- AVAILABLE DATA -
╔══

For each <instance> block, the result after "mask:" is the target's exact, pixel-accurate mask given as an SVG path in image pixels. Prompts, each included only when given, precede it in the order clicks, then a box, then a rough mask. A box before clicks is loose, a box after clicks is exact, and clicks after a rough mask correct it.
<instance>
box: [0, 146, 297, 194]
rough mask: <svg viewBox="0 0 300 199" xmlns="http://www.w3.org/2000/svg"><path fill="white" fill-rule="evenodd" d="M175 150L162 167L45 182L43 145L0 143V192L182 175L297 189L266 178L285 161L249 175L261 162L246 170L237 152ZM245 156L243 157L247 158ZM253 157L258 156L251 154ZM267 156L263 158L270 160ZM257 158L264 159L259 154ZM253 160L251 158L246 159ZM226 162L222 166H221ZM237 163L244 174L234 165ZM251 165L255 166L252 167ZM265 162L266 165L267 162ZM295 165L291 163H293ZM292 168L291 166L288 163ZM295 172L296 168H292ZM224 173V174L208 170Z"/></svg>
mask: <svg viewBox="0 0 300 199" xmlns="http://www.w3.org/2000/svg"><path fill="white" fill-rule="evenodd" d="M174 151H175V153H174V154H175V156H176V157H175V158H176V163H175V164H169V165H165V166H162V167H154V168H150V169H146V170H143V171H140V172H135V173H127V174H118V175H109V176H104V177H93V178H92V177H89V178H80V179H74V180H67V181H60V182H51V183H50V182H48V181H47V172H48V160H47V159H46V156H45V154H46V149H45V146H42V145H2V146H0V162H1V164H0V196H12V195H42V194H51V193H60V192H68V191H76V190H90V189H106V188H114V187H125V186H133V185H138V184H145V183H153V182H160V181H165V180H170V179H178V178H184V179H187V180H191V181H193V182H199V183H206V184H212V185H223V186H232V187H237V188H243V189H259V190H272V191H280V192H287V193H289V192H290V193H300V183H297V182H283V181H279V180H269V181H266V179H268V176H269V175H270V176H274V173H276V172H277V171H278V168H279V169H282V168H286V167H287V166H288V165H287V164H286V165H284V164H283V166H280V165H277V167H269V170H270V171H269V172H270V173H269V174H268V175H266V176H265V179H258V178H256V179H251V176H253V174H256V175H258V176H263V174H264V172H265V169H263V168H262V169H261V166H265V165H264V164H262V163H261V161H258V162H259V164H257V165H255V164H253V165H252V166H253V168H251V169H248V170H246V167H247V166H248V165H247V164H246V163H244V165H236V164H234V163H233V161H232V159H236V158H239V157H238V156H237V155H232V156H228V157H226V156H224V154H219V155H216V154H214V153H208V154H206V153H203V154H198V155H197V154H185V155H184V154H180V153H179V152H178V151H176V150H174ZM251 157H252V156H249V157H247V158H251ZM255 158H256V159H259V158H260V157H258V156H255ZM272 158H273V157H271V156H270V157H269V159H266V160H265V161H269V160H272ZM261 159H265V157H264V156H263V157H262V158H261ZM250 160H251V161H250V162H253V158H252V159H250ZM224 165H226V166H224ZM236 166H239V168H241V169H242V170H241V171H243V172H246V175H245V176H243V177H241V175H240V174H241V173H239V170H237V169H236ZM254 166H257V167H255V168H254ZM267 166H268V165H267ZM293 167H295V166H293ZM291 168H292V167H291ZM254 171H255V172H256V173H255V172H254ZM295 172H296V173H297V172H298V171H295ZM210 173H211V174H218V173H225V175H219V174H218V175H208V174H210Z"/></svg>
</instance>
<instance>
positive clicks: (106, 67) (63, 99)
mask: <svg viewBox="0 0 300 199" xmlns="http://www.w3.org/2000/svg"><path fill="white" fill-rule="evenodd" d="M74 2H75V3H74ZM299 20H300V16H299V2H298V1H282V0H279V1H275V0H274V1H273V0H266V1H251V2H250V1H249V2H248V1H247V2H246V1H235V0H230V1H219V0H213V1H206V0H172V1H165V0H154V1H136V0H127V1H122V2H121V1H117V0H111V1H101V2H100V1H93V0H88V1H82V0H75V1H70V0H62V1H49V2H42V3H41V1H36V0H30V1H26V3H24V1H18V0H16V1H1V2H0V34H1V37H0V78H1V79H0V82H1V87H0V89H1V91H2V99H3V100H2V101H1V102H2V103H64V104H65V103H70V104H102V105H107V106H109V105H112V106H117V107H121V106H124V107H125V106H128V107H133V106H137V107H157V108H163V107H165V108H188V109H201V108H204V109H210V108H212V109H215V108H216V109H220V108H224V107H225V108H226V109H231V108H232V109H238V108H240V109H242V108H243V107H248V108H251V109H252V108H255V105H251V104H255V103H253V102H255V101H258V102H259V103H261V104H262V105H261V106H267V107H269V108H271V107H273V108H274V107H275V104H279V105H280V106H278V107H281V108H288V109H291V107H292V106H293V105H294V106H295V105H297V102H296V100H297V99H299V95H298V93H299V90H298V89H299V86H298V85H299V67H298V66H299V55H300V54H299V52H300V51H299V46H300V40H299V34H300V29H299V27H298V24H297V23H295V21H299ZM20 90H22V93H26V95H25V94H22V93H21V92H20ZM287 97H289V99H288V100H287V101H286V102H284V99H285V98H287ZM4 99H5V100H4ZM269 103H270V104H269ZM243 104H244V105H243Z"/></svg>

╚══

- WORK INSTRUCTIONS -
Which lines above contain the word "instance"? List them.

- REPLY TO THE TASK -
For each <instance> block, the result after "mask:" is the target's exact, pixel-accurate mask given as an SVG path in image pixels. Prompts, each included only when given, precede it in the order clicks, then a box, then a rough mask. A box before clicks is loose, a box after clicks is exact, and clicks after a rough mask correct it.
<instance>
</instance>
<instance>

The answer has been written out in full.